-- Begin Source material --
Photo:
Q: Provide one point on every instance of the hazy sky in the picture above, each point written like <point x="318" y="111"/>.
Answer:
-- End Source material --
-- Begin Source material --
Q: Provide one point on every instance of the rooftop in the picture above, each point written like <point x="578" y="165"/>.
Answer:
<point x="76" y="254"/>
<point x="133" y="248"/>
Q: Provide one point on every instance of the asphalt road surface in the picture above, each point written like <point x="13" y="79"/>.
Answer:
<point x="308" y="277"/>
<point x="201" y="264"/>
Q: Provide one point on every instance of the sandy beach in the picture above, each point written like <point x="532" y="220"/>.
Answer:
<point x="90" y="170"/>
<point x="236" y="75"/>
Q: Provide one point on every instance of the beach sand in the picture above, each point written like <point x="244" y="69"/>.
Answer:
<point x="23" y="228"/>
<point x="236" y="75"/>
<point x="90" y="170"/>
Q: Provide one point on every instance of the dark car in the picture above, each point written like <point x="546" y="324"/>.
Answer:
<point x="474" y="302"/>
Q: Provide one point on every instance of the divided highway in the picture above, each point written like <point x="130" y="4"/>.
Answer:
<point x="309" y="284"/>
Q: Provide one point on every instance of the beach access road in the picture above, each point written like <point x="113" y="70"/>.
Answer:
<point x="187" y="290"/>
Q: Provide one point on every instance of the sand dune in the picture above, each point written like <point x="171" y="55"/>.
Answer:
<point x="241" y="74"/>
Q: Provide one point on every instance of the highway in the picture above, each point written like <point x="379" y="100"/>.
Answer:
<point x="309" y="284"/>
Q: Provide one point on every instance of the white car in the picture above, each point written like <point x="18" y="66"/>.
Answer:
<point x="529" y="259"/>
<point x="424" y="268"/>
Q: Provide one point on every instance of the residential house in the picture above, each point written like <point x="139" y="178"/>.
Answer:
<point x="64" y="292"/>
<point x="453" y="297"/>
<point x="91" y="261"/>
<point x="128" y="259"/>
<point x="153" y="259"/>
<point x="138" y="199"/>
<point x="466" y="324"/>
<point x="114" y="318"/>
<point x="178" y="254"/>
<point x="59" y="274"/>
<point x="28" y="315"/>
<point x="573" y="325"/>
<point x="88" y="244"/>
-- End Source material --
> [Problem description] Gather every line of the records above that contains the string "road", copying each one in full. Matching is case-sensitive, so uppercase and lowercase letters must not be treated as equivalent.

> [Result of this exercise]
Q: Provide one point on every instance of the asphalt road surface in the picture above, each point written like <point x="13" y="79"/>.
Q: Provide one point on every instance of the beach access road in the picture above, each point written like <point x="113" y="70"/>.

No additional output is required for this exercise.